═══ SECCIÓN DE TEXTO ═══

Inédito Nuevo

3 - Capítulo 1 – 1 mensaje y 2 visiones

El libro de Zacarías


Este breve mensaje de Jehová al pueblo, que se encuentra en los primeros 6 versículos, es la introducción a todo el libro. En el versículo 1 se da la fecha con la genealogía del profeta; y los lectores notarán el hecho significativo de que, como en Hageo aquí, la fecha es indicativa de los tiempos de los gentiles. Fue «en el octavo mes, del año segundo de Darío». A través del fracaso del reino en la mano del hombre, Dios había transferido su trono terrenal de Jerusalén a Babilonia y a sus sucesores. En este momento, habiendo caído Babilonia, Darío era el jefe de la monarquía gentil, y de ahí la introducción de su nombre.

═══

## POR HACER
1. Según el texto sobre Zacarías, ¿quién era el jefe de la monarquía gentil tras la caída de Babilonia?
2. Extrae sin cambios del texto sobre Zacarías el pasaje que empieza con "3 - Capítulo" y sigue hasta "de su nombre.".
El material aportado es independiente del texto sobre Zacarías.

═══ MATERIAL APORTADO ═══

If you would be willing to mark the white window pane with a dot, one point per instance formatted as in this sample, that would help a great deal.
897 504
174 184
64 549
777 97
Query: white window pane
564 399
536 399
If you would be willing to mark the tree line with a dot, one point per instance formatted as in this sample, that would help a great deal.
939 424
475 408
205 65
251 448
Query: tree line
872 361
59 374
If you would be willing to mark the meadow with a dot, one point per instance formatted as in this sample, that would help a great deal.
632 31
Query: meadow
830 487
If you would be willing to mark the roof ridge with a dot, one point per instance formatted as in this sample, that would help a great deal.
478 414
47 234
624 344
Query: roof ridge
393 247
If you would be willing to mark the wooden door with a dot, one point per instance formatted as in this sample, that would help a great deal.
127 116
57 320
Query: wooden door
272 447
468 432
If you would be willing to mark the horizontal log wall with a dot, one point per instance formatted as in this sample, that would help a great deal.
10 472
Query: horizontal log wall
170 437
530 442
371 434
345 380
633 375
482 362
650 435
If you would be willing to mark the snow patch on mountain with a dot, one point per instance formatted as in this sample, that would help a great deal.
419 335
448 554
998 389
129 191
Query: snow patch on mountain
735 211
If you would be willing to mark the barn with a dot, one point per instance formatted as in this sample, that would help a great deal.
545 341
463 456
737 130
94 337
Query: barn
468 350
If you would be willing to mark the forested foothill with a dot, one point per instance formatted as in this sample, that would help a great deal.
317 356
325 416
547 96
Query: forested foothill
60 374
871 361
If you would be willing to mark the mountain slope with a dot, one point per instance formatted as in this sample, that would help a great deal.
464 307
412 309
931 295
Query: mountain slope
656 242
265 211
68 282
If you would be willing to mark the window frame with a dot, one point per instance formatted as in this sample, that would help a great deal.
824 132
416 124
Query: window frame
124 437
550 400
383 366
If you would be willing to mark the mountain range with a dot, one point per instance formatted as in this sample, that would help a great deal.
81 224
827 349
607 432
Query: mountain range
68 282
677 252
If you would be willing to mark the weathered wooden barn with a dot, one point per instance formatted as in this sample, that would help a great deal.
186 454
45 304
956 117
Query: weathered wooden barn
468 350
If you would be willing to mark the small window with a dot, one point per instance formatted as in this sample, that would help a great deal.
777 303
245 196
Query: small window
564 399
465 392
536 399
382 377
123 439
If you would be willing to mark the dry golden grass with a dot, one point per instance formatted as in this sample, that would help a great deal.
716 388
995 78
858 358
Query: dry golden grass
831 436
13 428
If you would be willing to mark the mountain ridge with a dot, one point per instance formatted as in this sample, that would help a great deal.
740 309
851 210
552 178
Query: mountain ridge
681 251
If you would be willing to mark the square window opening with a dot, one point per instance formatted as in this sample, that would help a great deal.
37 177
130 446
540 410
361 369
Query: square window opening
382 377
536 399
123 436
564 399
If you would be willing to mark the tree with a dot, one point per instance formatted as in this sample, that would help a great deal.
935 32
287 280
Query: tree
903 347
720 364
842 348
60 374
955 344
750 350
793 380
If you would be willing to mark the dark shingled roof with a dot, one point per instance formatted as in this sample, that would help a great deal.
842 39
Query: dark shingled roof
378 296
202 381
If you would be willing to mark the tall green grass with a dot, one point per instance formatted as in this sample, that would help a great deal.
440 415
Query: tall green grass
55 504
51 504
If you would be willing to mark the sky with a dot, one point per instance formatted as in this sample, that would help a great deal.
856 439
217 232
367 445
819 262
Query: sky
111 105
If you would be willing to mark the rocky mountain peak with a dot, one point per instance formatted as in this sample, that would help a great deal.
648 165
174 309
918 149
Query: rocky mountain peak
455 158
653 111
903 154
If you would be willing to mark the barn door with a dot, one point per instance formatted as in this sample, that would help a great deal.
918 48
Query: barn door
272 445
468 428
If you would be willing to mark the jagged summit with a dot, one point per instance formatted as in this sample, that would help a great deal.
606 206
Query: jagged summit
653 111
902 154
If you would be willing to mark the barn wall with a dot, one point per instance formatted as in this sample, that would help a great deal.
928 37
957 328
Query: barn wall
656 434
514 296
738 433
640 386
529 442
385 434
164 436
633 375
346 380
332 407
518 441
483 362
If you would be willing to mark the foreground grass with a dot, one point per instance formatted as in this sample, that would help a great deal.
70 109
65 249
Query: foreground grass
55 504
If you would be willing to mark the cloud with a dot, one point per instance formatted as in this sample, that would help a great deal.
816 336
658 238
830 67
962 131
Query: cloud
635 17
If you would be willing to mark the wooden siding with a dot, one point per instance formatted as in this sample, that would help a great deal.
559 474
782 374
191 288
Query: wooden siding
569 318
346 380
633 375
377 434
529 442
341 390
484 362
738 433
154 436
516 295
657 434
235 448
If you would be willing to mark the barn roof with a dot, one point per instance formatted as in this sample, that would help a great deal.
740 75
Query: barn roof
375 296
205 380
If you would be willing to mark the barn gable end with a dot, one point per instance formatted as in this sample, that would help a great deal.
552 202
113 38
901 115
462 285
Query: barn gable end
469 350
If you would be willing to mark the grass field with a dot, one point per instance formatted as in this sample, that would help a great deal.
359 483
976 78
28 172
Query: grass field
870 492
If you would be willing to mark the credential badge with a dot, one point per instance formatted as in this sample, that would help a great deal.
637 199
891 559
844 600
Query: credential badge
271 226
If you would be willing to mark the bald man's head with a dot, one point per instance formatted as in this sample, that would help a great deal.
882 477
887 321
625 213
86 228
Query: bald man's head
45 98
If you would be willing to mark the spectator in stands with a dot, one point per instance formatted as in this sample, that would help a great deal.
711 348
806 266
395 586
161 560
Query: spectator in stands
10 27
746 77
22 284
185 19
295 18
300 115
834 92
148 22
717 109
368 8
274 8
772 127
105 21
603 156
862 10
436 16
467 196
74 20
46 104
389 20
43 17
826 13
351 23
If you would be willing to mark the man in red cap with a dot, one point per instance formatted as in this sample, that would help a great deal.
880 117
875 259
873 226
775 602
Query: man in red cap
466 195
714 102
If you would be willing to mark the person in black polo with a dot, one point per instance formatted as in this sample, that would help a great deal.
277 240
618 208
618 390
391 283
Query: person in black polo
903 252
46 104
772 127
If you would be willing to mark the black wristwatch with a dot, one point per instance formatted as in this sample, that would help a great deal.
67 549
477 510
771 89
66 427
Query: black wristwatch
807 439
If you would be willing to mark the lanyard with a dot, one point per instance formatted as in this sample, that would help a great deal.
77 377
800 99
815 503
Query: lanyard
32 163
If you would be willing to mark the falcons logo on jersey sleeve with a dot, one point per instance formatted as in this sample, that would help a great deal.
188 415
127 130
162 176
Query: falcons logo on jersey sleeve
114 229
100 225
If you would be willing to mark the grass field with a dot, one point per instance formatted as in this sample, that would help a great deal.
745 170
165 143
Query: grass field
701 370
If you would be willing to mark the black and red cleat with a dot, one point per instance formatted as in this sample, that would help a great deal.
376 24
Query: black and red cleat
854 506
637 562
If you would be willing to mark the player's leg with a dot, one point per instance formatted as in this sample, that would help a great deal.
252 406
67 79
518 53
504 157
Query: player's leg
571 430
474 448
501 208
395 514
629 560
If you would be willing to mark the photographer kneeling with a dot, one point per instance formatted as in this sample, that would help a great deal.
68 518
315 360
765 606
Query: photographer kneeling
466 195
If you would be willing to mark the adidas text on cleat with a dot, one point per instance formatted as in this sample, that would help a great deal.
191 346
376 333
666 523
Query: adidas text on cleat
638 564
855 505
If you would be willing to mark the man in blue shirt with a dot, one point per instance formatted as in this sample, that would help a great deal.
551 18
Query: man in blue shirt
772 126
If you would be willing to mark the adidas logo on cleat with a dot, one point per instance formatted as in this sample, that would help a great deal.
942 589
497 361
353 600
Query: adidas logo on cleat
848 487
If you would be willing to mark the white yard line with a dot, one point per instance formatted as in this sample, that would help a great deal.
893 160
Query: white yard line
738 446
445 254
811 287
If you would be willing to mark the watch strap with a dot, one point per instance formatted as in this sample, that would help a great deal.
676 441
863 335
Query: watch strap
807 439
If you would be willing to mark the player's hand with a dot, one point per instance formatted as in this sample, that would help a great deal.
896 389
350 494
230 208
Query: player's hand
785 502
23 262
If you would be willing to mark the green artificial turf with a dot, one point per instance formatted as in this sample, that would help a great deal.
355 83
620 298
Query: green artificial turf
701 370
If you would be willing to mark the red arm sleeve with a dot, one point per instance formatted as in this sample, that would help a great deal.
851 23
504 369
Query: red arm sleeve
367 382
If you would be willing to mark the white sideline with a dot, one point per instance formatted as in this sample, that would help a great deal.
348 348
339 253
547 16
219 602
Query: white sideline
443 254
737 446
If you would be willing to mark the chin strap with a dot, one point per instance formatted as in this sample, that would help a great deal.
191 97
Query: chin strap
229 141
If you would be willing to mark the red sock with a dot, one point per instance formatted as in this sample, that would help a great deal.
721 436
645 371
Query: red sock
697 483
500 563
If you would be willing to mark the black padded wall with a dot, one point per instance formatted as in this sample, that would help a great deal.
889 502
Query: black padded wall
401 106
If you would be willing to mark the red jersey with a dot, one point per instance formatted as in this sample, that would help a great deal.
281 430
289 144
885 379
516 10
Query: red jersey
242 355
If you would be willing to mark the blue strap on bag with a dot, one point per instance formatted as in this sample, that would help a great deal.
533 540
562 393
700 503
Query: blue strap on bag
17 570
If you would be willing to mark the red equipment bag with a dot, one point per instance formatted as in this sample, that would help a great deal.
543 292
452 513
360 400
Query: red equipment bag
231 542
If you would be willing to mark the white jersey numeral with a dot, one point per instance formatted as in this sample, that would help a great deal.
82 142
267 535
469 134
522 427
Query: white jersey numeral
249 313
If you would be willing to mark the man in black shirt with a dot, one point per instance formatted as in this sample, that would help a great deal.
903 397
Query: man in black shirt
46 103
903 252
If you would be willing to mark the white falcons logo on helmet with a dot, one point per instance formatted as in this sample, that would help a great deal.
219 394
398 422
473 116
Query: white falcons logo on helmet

═══

## SOLUCIONES
1. Darío era el jefe de la monarquía gentil.

2.
3 - Capítulo 1 – 1 mensaje y 2 visiones

El libro de Zacarías


Este breve mensaje de Jehová al pueblo, que se encuentra en los primeros 6 versículos, es la introducción a todo el libro. En el versículo 1 se da la fecha con la genealogía del profeta; y los lectores notarán el hecho significativo de que, como en Hageo aquí, la fecha es indicativa de los tiempos de los gentiles. Fue «en el octavo mes, del año segundo de Darío». A través del fracaso del reino en la mano del hombre, Dios había transferido su trono terrenal de Jerusalén a Babilonia y a sus sucesores. En este momento, habiendo caído Babilonia, Darío era el jefe de la monarquía gentil, y de ahí la introducción de su nombre.